# The problem
Copy the data below word for word, keeping every line unchanged.
— begin Given records —
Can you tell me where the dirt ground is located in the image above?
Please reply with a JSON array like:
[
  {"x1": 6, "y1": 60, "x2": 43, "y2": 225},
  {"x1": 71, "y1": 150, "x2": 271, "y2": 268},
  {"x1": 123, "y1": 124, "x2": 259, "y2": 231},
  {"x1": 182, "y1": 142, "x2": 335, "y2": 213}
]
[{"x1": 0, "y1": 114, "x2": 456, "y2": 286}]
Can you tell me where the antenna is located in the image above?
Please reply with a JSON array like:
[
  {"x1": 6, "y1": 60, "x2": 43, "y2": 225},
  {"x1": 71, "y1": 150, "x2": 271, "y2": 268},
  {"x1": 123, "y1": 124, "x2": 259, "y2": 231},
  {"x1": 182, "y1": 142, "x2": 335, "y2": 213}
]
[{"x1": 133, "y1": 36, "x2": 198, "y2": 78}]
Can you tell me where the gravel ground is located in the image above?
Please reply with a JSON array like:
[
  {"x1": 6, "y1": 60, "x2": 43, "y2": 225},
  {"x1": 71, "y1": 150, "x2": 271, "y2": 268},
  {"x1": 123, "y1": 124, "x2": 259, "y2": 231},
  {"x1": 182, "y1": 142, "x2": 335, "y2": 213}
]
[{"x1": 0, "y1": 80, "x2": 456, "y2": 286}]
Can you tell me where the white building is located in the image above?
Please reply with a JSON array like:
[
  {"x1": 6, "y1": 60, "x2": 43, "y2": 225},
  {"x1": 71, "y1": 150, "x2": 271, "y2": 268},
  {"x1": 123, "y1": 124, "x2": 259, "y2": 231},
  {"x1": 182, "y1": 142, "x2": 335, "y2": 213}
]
— end Given records —
# Full response
Can you tell me where the dirt ground is located in the image above?
Please reply with a JSON array like:
[
  {"x1": 6, "y1": 60, "x2": 43, "y2": 225},
  {"x1": 71, "y1": 150, "x2": 271, "y2": 268},
  {"x1": 123, "y1": 124, "x2": 259, "y2": 231},
  {"x1": 182, "y1": 142, "x2": 335, "y2": 213}
]
[{"x1": 0, "y1": 114, "x2": 456, "y2": 286}]
Can you tell me where the antenna is located in the image above?
Please reply with a JSON array like:
[
  {"x1": 6, "y1": 60, "x2": 43, "y2": 225},
  {"x1": 71, "y1": 150, "x2": 271, "y2": 268},
  {"x1": 123, "y1": 124, "x2": 259, "y2": 231},
  {"x1": 182, "y1": 142, "x2": 335, "y2": 213}
]
[{"x1": 133, "y1": 36, "x2": 198, "y2": 78}]
Can you tell me where the gravel ground is located in the image above?
Please reply with a JSON array like:
[
  {"x1": 6, "y1": 60, "x2": 43, "y2": 225},
  {"x1": 71, "y1": 150, "x2": 271, "y2": 268},
  {"x1": 123, "y1": 124, "x2": 259, "y2": 231},
  {"x1": 182, "y1": 142, "x2": 335, "y2": 213}
]
[{"x1": 0, "y1": 80, "x2": 456, "y2": 286}]
Can you tell me where the white building is located in the image above?
Please reply with a JSON array like:
[
  {"x1": 6, "y1": 60, "x2": 43, "y2": 225},
  {"x1": 71, "y1": 150, "x2": 271, "y2": 268},
  {"x1": 123, "y1": 124, "x2": 259, "y2": 231},
  {"x1": 182, "y1": 142, "x2": 335, "y2": 213}
]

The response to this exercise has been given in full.